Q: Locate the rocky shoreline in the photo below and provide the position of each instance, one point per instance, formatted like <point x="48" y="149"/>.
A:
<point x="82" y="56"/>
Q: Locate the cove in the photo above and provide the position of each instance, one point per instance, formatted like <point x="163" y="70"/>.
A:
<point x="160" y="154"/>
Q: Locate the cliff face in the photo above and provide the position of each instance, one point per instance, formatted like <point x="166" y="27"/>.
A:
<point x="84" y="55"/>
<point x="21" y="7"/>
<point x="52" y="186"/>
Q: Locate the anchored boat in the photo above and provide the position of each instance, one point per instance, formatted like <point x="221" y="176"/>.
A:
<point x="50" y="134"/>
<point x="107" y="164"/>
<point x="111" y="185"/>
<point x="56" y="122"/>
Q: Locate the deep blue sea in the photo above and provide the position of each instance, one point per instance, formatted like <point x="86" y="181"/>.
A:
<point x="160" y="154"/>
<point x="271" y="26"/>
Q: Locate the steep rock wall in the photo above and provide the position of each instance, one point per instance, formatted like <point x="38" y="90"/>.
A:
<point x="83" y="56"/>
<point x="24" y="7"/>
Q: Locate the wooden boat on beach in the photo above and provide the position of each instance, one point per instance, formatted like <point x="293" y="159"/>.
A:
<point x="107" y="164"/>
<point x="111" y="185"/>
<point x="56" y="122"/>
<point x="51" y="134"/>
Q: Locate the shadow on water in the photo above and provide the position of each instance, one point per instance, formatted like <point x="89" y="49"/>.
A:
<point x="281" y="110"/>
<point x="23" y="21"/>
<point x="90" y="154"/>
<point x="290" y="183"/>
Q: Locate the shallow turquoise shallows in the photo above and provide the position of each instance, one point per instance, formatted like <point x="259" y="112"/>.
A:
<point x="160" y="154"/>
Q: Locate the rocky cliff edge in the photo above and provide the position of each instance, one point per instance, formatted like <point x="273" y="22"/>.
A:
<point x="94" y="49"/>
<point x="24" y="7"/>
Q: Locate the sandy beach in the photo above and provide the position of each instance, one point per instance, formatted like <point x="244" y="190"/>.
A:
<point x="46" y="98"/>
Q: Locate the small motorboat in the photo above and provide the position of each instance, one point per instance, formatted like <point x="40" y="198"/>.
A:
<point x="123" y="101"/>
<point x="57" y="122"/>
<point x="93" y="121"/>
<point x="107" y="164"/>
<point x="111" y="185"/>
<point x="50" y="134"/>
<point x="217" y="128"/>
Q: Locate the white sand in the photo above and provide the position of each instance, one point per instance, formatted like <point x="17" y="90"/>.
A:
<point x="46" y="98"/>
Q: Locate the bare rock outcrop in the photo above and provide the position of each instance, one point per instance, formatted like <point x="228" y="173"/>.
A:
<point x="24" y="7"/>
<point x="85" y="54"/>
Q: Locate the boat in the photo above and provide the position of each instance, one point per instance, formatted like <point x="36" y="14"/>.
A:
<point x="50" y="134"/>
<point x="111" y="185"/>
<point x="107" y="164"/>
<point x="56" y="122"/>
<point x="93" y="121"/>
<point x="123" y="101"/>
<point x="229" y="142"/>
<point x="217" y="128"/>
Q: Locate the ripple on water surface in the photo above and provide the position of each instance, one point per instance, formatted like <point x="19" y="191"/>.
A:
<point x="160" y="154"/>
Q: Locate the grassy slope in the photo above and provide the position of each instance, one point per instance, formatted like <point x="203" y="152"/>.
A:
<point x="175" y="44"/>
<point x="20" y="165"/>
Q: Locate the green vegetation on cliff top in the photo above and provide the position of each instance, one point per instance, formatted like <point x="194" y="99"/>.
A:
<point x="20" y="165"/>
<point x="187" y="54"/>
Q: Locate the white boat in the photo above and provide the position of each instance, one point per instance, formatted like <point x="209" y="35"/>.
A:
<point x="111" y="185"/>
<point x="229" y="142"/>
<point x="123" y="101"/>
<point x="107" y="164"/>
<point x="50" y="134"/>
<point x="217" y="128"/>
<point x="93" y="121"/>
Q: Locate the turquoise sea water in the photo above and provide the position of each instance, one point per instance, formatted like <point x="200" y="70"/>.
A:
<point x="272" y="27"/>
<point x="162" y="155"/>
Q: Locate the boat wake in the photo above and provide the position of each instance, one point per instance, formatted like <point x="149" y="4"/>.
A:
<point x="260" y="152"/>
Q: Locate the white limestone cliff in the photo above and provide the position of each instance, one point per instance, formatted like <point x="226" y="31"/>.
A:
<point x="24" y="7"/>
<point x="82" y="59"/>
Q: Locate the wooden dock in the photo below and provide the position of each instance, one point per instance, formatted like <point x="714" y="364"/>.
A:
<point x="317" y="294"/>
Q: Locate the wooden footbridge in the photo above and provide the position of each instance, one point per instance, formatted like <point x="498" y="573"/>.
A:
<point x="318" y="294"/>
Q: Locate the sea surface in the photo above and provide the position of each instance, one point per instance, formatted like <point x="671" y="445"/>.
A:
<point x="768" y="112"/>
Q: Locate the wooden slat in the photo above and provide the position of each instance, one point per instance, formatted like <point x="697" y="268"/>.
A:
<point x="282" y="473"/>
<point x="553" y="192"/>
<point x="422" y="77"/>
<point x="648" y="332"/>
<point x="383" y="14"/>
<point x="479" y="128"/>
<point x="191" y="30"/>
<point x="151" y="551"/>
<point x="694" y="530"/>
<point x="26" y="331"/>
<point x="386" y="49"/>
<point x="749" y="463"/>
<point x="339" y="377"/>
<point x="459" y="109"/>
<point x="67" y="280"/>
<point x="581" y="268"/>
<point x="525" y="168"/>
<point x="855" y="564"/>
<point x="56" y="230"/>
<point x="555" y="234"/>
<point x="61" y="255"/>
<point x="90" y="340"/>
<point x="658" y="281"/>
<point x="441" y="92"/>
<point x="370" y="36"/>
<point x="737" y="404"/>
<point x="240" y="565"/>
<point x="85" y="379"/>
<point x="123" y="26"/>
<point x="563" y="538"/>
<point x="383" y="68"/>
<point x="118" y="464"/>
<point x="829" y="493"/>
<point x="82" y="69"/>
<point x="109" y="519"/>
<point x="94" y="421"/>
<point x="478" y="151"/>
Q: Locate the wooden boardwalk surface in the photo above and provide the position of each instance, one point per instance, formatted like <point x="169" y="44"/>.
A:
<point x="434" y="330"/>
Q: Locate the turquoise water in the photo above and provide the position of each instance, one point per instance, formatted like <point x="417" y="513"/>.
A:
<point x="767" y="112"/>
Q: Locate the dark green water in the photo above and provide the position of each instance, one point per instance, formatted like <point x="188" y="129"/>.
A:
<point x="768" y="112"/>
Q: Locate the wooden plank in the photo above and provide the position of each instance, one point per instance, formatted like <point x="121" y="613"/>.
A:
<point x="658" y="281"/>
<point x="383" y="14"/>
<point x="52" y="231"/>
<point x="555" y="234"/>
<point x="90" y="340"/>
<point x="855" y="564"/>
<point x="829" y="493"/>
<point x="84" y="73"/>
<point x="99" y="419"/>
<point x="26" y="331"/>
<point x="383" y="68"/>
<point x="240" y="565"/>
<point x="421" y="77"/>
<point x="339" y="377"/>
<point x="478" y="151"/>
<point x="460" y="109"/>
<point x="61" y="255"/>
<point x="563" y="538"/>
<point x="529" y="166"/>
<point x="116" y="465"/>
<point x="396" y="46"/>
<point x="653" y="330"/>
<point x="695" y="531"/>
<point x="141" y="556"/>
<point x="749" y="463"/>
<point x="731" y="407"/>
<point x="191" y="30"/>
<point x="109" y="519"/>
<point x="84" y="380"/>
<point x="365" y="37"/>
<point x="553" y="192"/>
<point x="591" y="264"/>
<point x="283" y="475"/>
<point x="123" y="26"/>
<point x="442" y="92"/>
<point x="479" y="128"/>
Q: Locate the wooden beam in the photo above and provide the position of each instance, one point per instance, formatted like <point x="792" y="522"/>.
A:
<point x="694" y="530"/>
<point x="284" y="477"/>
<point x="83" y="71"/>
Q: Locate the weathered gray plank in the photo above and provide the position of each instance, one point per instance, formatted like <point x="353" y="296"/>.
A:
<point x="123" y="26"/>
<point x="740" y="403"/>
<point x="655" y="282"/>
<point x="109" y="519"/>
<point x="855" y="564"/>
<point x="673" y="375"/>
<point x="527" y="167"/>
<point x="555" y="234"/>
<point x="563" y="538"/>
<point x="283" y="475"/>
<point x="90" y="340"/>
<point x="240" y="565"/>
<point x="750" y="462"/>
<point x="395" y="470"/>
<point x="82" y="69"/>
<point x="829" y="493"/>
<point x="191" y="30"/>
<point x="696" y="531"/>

==*==

• TASK BRIEF: If a line in the data contains the string "cliff", count it, then give the total and nothing else.

• RESPONSE BOX: 4